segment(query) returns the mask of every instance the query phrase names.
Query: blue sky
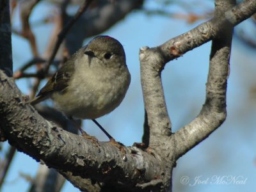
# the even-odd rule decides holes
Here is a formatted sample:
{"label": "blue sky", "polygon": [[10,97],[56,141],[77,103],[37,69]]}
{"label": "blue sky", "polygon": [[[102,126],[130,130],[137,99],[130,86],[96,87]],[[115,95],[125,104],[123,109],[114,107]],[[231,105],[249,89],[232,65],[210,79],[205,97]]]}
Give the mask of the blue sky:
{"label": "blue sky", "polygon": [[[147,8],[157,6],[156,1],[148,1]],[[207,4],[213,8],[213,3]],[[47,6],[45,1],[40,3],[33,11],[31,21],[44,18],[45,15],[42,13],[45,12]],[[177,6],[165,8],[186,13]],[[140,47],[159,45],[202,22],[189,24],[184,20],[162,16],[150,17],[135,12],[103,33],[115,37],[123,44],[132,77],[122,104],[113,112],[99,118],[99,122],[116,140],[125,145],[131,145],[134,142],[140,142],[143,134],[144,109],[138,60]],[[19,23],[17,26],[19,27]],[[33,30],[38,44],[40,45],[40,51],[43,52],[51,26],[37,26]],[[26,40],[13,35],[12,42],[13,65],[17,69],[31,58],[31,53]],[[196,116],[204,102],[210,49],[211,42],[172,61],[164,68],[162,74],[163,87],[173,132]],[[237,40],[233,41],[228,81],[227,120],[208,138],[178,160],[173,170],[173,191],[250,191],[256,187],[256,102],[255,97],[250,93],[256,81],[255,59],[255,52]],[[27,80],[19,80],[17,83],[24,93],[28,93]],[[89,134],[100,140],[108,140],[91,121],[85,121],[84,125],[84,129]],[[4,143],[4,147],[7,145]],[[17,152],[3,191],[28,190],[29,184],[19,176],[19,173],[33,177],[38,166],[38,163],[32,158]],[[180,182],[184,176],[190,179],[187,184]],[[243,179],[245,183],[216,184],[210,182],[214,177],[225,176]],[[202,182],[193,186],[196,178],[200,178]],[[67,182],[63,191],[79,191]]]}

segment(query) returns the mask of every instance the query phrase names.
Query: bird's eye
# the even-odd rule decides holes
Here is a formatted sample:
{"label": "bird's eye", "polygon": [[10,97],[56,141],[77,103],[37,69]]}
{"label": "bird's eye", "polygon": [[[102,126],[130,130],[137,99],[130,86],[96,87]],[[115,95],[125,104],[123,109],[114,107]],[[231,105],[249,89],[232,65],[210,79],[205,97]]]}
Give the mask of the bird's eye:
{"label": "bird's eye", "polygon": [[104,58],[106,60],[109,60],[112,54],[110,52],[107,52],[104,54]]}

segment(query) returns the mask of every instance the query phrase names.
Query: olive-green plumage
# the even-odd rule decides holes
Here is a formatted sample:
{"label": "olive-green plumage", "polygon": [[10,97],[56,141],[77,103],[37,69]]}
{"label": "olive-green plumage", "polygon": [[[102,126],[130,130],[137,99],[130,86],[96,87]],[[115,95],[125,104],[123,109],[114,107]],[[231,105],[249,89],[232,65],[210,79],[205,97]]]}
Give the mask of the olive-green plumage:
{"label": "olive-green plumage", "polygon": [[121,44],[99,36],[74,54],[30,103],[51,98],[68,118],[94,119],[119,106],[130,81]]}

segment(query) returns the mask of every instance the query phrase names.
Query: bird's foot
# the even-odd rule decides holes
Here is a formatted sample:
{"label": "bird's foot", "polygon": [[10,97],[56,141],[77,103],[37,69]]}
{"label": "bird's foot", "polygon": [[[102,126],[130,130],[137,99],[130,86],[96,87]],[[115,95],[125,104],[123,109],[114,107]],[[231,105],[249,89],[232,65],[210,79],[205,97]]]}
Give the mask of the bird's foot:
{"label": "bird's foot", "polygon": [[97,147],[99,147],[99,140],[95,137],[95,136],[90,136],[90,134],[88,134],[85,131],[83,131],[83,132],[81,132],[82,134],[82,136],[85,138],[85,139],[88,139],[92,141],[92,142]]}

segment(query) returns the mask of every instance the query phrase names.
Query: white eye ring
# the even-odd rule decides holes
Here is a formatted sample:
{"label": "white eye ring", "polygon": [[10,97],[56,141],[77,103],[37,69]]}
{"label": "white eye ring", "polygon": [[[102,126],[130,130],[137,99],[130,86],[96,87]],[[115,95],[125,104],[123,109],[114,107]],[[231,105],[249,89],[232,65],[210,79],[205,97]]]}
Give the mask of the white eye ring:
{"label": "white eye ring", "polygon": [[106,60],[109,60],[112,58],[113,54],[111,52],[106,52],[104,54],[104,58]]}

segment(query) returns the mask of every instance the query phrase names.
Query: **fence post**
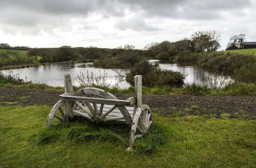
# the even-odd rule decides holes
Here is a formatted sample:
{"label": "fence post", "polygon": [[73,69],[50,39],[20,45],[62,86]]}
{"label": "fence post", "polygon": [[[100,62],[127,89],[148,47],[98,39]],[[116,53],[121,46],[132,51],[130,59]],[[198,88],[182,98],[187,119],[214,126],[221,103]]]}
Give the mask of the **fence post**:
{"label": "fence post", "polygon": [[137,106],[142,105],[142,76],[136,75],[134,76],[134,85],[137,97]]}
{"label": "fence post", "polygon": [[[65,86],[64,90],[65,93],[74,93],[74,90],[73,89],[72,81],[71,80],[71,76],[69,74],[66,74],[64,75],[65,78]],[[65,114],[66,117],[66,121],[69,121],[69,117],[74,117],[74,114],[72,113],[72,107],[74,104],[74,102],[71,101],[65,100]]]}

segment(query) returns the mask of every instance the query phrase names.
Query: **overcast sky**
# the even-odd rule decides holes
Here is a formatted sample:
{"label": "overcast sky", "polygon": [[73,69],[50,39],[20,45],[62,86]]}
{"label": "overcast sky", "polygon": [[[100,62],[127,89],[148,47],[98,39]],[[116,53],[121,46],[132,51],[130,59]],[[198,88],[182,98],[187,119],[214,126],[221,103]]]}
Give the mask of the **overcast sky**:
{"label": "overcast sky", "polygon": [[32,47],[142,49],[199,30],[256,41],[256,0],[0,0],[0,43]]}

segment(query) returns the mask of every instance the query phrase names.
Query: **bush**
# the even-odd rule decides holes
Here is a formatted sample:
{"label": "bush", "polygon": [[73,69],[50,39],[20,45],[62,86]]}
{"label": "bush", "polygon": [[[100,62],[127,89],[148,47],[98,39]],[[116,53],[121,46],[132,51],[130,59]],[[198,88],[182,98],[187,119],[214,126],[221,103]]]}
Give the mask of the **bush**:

Objective
With the pictures omitted, reproduce the records in full and exactly.

Response to this task
segment(query) returns the mask of every instance the query phrase names.
Query: blue sky
# the even-odd rule decides holes
Here is a formatted sample:
{"label": "blue sky", "polygon": [[10,97],[56,141],[77,103],[37,69]]}
{"label": "blue sky", "polygon": [[[102,126],[130,130],[137,99],[130,86],[96,87]],[[115,95],[125,104],[123,109],[114,107]],[[231,105],[249,89],[232,65],[210,79],[205,97]]]}
Give the mask of the blue sky:
{"label": "blue sky", "polygon": [[[147,8],[157,6],[156,1],[148,1]],[[207,4],[213,8],[213,3]],[[47,6],[45,1],[40,3],[33,11],[31,21],[44,18],[45,15],[42,13],[45,12]],[[177,6],[165,8],[186,13]],[[140,47],[159,45],[202,22],[189,24],[184,20],[162,16],[150,17],[135,12],[103,33],[115,37],[123,44],[132,77],[122,104],[113,112],[99,118],[99,122],[116,140],[125,145],[131,145],[134,142],[140,142],[143,134],[144,109],[138,60]],[[19,23],[17,26],[19,27]],[[33,30],[38,44],[40,45],[40,51],[43,52],[51,26],[37,26]],[[26,40],[13,35],[12,42],[13,65],[17,69],[31,58],[31,53]],[[196,116],[204,102],[210,49],[211,42],[172,61],[164,68],[162,74],[163,87],[173,132]],[[237,40],[233,41],[228,81],[227,120],[208,138],[178,160],[173,170],[173,191],[250,191],[256,187],[256,102],[255,97],[250,93],[256,81],[255,59],[255,52]],[[27,80],[19,80],[17,83],[24,93],[28,93]],[[89,134],[100,140],[108,140],[91,121],[85,121],[84,125],[84,129]],[[4,143],[4,147],[7,145]],[[17,152],[3,191],[28,190],[29,184],[19,176],[19,173],[33,177],[38,166],[38,163],[32,158]],[[180,182],[184,176],[190,179],[187,184]],[[243,179],[245,183],[216,184],[210,182],[214,177],[225,176]],[[202,182],[193,186],[196,178],[200,178]],[[67,182],[63,191],[79,191]]]}

segment(query) returns the mask of every instance the query phrase names.
Query: bird's eye
# the even-odd rule decides holes
Here is a formatted sample:
{"label": "bird's eye", "polygon": [[10,97],[56,141],[77,103],[37,69]]}
{"label": "bird's eye", "polygon": [[[102,126],[130,130],[137,99],[130,86],[96,87]],[[115,95],[125,104],[123,109],[114,107]],[[231,105],[249,89],[232,65],[210,79],[205,97]]]}
Give the mask of the bird's eye:
{"label": "bird's eye", "polygon": [[104,58],[106,60],[109,60],[112,54],[110,52],[107,52],[104,54]]}

segment(query) returns the mask of every instance the query phrase names.
Query: olive-green plumage
# the even-odd rule decides holes
Here is a formatted sample:
{"label": "olive-green plumage", "polygon": [[10,97],[56,141],[77,103],[37,69]]}
{"label": "olive-green plumage", "polygon": [[[102,126],[130,130],[137,99],[130,86],[96,87]],[[115,95],[125,104],[123,109],[114,107]],[[231,105],[249,89],[232,65],[210,79],[205,97]]]}
Give the mask of the olive-green plumage:
{"label": "olive-green plumage", "polygon": [[121,44],[99,36],[74,54],[30,103],[51,98],[68,118],[94,119],[119,106],[130,81]]}

segment(query) returns the mask of every instance the query phrase names.
Query: bird's foot
# the even-odd rule decides holes
Here is a formatted sample:
{"label": "bird's foot", "polygon": [[10,97],[56,141],[77,103],[37,69]]}
{"label": "bird's foot", "polygon": [[[102,126],[130,130],[137,99],[130,86],[96,87]],[[115,95],[125,104],[123,109],[114,107]],[[231,105],[249,89],[232,65],[210,79],[205,97]]]}
Give the mask of the bird's foot:
{"label": "bird's foot", "polygon": [[97,147],[99,147],[99,140],[95,137],[95,136],[90,136],[90,134],[88,134],[85,131],[83,131],[83,132],[81,132],[82,134],[82,136],[85,138],[85,139],[88,139],[92,141],[92,142]]}

segment(query) returns the mask of every instance the query phrase names.
Query: white eye ring
# the even-odd rule decides holes
Here is a formatted sample:
{"label": "white eye ring", "polygon": [[10,97],[56,141],[77,103],[37,69]]}
{"label": "white eye ring", "polygon": [[[102,126],[130,130],[137,99],[130,86],[96,87]],[[115,95],[125,104],[123,109],[114,107]],[[231,105],[249,89],[232,65],[210,79],[205,97]]]}
Give the mask of the white eye ring:
{"label": "white eye ring", "polygon": [[106,60],[109,60],[112,58],[113,54],[111,52],[106,52],[104,54],[104,58]]}

segment(query) returns the mask of every instance the query phrase names.
Query: **fence post**
# the even-odd rule decides holes
Here is a formatted sample:
{"label": "fence post", "polygon": [[73,69],[50,39],[20,45],[62,86]]}
{"label": "fence post", "polygon": [[[100,62],[127,89],[148,47],[98,39]],[[116,53],[121,46],[132,51],[130,59]],[[198,88],[182,98],[187,119],[214,126],[221,103]]]}
Give the mask of the **fence post**:
{"label": "fence post", "polygon": [[137,106],[142,105],[142,76],[136,75],[134,76],[134,85],[137,97]]}
{"label": "fence post", "polygon": [[[65,86],[64,90],[65,93],[74,93],[74,90],[73,89],[72,81],[71,80],[71,76],[69,74],[66,74],[64,75],[65,78]],[[65,114],[66,117],[66,121],[69,121],[69,117],[74,117],[74,114],[72,113],[72,107],[74,104],[74,102],[71,101],[65,100]]]}

segment(query) returns the mask of every instance the query phrase names.
Query: **overcast sky**
# the even-odd rule decides holes
Here is a formatted sample:
{"label": "overcast sky", "polygon": [[73,69],[50,39],[20,45],[62,86]]}
{"label": "overcast sky", "polygon": [[[100,62],[127,89],[148,47],[98,39]],[[116,53],[121,46],[132,51],[130,59]],[[198,88],[182,98],[187,119],[214,126],[221,103]]]}
Give the mask of the **overcast sky**:
{"label": "overcast sky", "polygon": [[32,47],[142,49],[199,30],[256,41],[256,0],[0,0],[0,43]]}

segment(query) returns the mask of every instance the query phrase names.
Query: **bush**
# the even-odd rule decides holes
Here is a formatted sample:
{"label": "bush", "polygon": [[73,69],[50,39],[20,45],[62,86]]}
{"label": "bush", "polygon": [[[100,62],[127,89],[148,47],[98,39]],[[116,53],[121,46],[132,51],[130,59]],[[198,88],[182,98],[187,119],[214,126],[221,103]]]}
Give the mask of the **bush**:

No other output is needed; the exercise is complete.